» **Try it**: Every line of the data, first to last, must be written out unchanged.

(Text-to-region grounding data)
= Beginning of Section =

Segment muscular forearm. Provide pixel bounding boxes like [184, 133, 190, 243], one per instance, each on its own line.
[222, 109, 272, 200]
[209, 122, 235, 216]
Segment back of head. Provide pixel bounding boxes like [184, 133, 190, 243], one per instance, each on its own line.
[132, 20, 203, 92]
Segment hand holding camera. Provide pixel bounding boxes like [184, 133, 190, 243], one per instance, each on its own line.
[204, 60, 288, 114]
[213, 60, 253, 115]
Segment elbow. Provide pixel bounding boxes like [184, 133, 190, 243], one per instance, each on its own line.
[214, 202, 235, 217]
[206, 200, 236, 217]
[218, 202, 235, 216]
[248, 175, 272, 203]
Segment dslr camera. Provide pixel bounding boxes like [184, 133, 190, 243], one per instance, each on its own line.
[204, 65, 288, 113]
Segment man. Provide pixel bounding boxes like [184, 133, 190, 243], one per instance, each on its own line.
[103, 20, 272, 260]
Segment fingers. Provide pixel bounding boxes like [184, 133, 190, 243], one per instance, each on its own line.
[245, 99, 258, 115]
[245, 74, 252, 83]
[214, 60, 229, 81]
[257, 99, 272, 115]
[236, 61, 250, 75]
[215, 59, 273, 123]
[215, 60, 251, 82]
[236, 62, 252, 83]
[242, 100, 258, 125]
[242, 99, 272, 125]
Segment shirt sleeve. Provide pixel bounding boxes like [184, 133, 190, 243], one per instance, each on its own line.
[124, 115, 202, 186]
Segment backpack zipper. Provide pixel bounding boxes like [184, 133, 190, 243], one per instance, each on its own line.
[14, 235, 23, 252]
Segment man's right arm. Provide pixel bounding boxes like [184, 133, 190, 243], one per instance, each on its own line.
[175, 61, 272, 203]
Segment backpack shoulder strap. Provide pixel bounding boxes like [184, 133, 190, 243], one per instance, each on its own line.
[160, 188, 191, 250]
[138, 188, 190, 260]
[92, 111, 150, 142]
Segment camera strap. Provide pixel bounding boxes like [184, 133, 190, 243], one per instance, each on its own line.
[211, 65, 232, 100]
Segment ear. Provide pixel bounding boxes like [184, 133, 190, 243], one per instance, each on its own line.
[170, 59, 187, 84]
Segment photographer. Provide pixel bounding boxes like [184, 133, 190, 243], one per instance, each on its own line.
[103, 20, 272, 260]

= End of Section =

» **Written solution**:
Segment muscular forearm. Provide pixel bounding boxes like [184, 133, 190, 243], one per instance, each on its own line.
[222, 109, 272, 200]
[209, 122, 235, 216]
Segment back of head. Provide pixel bounding boxes like [184, 133, 190, 243], one per instance, each on its own line.
[132, 20, 203, 92]
Segment hand holding camera. Provide pixel bounding boxes like [184, 133, 190, 243], one per instance, each on its own line.
[204, 60, 288, 114]
[213, 60, 253, 115]
Segment elbow. Provide pixel bounding boxes like [184, 133, 190, 243], one per instance, each on its own line.
[214, 202, 235, 217]
[206, 200, 236, 217]
[218, 202, 235, 216]
[248, 175, 272, 203]
Segment dslr camera. Provide pixel bounding boxes like [184, 133, 190, 243], one per instance, each on its own line.
[204, 65, 288, 113]
Segment man. Provide pixel bounding boxes like [184, 133, 190, 243], one per instance, each on its own line.
[103, 20, 272, 260]
Segment fingers. Provide pixel bounding boxes like [184, 133, 190, 243], one per instance, each on its own line.
[245, 99, 258, 115]
[245, 74, 252, 83]
[214, 60, 229, 81]
[257, 99, 272, 115]
[236, 61, 250, 75]
[215, 59, 273, 123]
[215, 60, 251, 82]
[236, 62, 252, 83]
[242, 100, 258, 125]
[242, 99, 272, 125]
Segment shirt sleeve. Provide pixel bounding boxes like [184, 133, 190, 243], one per instance, each on its own line.
[124, 115, 202, 186]
Segment backpack zipper. Provide pixel bounding boxes like [184, 133, 190, 243], one per instance, each on its own line.
[14, 235, 23, 252]
Segment man's right arm. Provide pixel bounding boxes like [184, 133, 190, 243], one per instance, each on its own line.
[175, 61, 272, 203]
Segment backpack shoulder strap. Provide pixel bounding boxes like [184, 133, 190, 243], one per instance, each on its own line.
[160, 188, 191, 250]
[138, 188, 190, 260]
[92, 111, 150, 142]
Segment camera strap. Provide pixel bounding boxes like [184, 133, 190, 243], one per instance, each on its own line.
[211, 65, 232, 100]
Segment ear. Provide pixel bounding boxes like [184, 133, 190, 243], one per instance, each on its own line.
[170, 59, 187, 84]
Segment photographer. Provide pixel bounding boxes like [184, 133, 190, 243], one per instance, each on its own line.
[103, 20, 272, 260]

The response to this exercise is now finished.